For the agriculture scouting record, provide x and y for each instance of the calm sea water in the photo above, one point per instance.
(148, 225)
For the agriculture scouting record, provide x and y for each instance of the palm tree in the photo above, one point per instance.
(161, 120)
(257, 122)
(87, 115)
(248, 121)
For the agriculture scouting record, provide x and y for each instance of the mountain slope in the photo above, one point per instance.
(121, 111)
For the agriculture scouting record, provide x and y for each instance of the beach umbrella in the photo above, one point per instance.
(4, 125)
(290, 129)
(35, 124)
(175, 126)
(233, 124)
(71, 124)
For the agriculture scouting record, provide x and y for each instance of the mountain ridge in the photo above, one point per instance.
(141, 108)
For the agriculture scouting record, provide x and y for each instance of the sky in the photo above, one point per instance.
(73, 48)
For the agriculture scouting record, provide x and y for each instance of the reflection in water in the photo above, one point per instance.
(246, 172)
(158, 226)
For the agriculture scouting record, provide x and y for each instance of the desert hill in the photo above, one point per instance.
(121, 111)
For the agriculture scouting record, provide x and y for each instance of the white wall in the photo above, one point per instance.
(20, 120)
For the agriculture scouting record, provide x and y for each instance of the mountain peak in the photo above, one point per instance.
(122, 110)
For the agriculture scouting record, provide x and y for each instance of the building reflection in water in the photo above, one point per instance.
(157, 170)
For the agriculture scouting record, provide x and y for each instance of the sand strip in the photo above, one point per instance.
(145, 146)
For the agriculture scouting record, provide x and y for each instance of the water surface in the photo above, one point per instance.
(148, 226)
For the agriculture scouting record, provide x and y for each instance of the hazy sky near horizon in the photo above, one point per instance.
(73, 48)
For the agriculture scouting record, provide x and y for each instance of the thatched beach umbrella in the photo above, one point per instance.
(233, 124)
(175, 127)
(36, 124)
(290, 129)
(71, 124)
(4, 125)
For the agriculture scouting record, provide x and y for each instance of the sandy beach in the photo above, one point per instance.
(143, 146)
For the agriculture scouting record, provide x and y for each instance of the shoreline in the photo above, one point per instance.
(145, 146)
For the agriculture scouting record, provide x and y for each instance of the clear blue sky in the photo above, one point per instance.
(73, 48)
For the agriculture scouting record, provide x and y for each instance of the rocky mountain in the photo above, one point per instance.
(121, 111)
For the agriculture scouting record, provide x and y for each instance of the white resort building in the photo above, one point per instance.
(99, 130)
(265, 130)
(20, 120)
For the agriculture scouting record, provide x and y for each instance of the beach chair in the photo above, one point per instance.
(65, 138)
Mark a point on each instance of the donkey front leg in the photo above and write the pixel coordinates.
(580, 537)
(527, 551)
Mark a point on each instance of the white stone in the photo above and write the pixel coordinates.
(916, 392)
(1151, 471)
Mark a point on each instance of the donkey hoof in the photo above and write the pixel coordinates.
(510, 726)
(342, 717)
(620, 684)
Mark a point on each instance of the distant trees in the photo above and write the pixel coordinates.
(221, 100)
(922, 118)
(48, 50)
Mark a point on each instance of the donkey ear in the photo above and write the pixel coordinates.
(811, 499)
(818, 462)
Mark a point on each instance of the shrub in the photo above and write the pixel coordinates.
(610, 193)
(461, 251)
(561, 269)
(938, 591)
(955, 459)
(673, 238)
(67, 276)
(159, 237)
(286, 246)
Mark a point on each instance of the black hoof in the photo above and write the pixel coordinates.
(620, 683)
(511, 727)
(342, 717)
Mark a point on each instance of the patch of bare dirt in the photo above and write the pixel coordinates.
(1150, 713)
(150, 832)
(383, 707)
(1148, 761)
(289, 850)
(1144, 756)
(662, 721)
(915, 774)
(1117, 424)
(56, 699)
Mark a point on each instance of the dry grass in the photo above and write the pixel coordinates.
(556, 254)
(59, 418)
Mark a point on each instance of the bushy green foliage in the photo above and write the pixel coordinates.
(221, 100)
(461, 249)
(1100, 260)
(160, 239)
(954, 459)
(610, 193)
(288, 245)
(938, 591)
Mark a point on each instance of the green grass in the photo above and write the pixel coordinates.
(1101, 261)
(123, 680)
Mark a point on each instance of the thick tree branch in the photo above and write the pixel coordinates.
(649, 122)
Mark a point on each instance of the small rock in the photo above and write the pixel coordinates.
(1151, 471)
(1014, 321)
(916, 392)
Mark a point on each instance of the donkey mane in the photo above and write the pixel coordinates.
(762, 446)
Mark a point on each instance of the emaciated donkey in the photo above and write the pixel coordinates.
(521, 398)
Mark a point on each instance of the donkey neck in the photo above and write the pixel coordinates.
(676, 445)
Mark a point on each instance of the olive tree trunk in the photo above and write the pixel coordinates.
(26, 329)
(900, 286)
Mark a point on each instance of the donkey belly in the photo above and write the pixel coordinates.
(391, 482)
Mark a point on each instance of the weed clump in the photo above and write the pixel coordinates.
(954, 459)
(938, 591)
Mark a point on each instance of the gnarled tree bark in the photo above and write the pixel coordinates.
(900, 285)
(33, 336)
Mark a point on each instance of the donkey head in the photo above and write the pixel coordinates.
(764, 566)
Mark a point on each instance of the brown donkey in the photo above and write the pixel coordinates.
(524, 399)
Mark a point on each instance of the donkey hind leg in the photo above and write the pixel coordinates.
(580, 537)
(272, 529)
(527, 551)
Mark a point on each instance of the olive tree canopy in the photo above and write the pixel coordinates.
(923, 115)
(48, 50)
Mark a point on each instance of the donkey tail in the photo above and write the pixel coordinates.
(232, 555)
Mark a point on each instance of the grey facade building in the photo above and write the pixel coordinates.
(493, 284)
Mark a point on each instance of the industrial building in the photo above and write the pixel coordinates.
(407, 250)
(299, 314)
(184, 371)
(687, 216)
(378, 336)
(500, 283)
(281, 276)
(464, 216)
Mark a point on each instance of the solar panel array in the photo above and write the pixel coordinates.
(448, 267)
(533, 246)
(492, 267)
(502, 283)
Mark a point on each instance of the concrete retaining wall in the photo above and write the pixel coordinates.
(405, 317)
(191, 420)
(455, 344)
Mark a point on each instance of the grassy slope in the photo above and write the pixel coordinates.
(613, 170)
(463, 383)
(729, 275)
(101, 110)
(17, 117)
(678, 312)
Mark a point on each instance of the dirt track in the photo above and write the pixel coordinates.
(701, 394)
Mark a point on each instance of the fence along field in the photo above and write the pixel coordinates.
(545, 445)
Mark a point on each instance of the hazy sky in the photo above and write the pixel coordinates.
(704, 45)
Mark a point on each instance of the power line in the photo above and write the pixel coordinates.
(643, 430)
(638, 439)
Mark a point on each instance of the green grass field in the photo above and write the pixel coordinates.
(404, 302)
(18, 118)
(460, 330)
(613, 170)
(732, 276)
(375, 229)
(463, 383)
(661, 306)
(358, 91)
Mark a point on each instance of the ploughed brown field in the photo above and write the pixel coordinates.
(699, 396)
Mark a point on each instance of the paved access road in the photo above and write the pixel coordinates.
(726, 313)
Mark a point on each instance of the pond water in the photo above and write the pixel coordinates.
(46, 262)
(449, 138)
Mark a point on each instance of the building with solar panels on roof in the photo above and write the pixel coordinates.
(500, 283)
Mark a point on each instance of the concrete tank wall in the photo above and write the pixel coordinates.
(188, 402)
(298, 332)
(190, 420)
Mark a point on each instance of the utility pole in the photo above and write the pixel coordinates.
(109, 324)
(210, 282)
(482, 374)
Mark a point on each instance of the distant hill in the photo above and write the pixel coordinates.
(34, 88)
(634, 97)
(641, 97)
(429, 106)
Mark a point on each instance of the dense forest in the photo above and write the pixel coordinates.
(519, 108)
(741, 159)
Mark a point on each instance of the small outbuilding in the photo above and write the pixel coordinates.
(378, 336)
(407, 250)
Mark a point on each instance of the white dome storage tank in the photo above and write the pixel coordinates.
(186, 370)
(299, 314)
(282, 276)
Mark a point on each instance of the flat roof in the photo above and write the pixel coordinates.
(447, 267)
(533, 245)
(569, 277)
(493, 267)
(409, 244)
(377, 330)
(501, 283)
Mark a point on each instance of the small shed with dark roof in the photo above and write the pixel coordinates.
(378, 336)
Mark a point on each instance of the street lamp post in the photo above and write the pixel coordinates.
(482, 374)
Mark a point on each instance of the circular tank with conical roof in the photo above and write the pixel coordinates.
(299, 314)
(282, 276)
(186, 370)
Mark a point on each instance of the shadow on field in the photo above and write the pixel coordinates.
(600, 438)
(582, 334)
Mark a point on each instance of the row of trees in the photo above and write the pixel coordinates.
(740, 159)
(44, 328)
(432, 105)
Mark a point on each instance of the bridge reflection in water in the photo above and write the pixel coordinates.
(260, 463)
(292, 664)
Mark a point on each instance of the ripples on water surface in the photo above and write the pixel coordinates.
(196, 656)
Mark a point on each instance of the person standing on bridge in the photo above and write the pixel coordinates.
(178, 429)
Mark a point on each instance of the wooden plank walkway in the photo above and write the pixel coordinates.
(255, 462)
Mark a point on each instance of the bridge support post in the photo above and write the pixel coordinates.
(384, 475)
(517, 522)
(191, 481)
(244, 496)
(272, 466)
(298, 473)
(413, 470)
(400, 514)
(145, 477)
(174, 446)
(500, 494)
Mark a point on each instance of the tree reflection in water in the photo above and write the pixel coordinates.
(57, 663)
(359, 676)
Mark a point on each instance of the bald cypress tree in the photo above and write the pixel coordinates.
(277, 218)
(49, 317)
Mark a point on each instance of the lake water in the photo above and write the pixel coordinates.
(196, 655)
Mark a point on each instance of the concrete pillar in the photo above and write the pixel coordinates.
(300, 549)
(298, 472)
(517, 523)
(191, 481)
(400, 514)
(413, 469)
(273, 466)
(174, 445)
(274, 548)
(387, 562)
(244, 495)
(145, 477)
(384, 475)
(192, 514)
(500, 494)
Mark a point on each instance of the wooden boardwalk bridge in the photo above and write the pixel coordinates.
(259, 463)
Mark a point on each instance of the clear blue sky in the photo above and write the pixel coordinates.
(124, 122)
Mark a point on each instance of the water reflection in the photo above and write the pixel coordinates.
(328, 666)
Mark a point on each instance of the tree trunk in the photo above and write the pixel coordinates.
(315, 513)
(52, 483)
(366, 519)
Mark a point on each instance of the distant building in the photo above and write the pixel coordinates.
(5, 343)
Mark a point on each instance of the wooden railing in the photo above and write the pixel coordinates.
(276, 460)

* [Work to be completed]: Output consists of exactly the lines from the one containing "Mark a point on each instance of the distant building" to the end of the records above, retyped without change and with nothing extra.

* [Answer space]:
Mark a point on each instance of the distant building in the photo above and write the pixel coordinates.
(5, 343)
Mark a point on each instance of the wooden railing in the photo above and write the pixel coordinates.
(276, 460)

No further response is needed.